[ Prep Time: 30 Minutes | Start to Finish: 2 Hours 15 Minutes | 12 pretzels ]
Line cookie sheet with cooking parchment paper; spray paper with cooking spray (without flour). In small bowl, dissolve yeast in warm water; set aside.
In small bowl, mix all flours, cornstarch, xanthan gum, guar gum and 1 teaspoon table salt with whisk; set aside. In medium bowl, beat 3 eggs, the sugar and honey with electric mixer on medium speed 1 minute or until well blended. Add yeast mixture and flour mixture; beat 1 minute or until blended.
Divide and shape dough into 12 equal-size balls. On work surface sprinkled with additional garbanzo and fava flour, roll each ball into 13x¾-inch rope. Carefully place ropes on cookie sheet; form into U shape and twist in middle. Spray tops of pretzels with cooking spray (without flour). Cover with plastic wrap; let rise in warm place 1 hour to 1 hour 30 minutes or until doubled in size.
Heat oven to 375°F. In 4-quart saucepan or Dutch oven, stir baking soda into water until dissolved. Heat to full rolling boil. Carefully place 1 pretzel at a time in water; boil 25 seconds. Remove with slotted spoon and return to cookie sheet. Brush tops of pretzels with beaten egg, being careful not to fill openings with egg; sprinkle with kosher salt.
Bake 12 to 15 minutes or until golden brown. Immediately remove from cookie sheet to cooling rack.
1 Pretzel: Calories 160; Total Fat 2g (Saturated Fat 0.5g; Trans Fat 0g); Cholesterol 70mg; Sodium 4140mg; Total Carbohydrate 30g (Dietary Fiber 2g); Protein 4g Exchanges: 2 Starch Carbohydrate Choices: 2
Contributed by Jean Duane Alternative Cook www.alternativecook.com
Place cooled pretzels individually in resealable food-storage plastic sandwich bags. Place those bags in a gallon-size freezer plastic bag and store in the freezer. For a quick snack anytime, take a pretzel out of the freezer, remove from bag and reheat in a toaster oven for 5 to 7 minutes.
Xanthan gum combined with guar gum makes a nicely textured pretzel. If you don’t have guar gum, add an extra ½ teaspoon of xanthan gum to the recipe.

(Records from a dataset)
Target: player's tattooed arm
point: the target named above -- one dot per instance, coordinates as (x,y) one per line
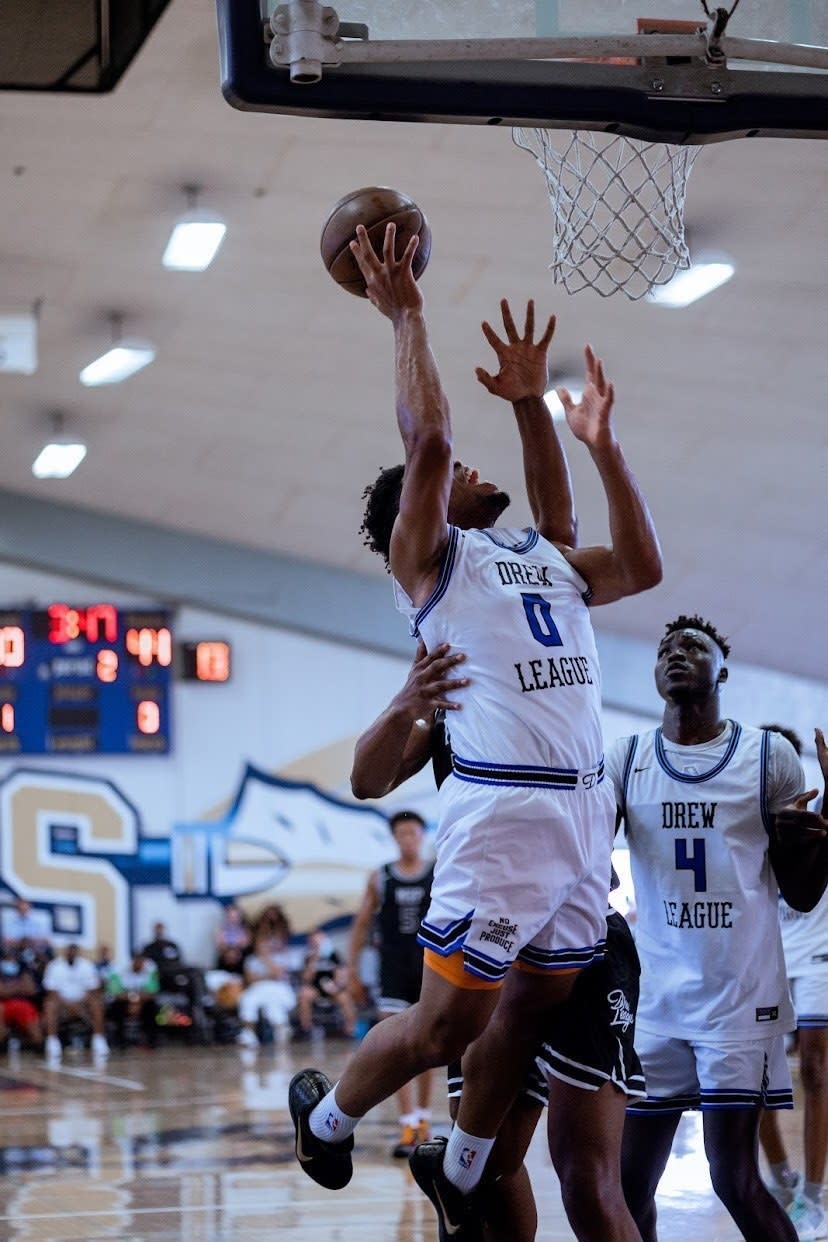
(399,742)
(523,379)
(800,845)
(632,563)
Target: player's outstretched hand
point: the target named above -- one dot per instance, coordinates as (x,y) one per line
(522,360)
(389,282)
(796,822)
(428,682)
(590,420)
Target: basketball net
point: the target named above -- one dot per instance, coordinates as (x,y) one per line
(618,208)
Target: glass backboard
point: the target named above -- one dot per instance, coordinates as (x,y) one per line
(559,63)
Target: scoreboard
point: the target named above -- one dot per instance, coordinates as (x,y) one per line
(91,679)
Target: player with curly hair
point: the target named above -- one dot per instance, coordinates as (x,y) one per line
(518,906)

Task description ->
Copy the portion of the pretzel recipe starting with "In small bowl, mix" and going on through "doubled in size.".

Task solution ->
In small bowl, mix all flours, cornstarch, xanthan gum, guar gum and 1 teaspoon table salt with whisk; set aside. In medium bowl, beat 3 eggs, the sugar and honey with electric mixer on medium speed 1 minute or until well blended. Add yeast mixture and flour mixture; beat 1 minute or until blended.
Divide and shape dough into 12 equal-size balls. On work surface sprinkled with additional garbanzo and fava flour, roll each ball into 13x¾-inch rope. Carefully place ropes on cookie sheet; form into U shape and twist in middle. Spray tops of pretzels with cooking spray (without flour). Cover with plastic wrap; let rise in warm place 1 hour to 1 hour 30 minutes or until doubled in size.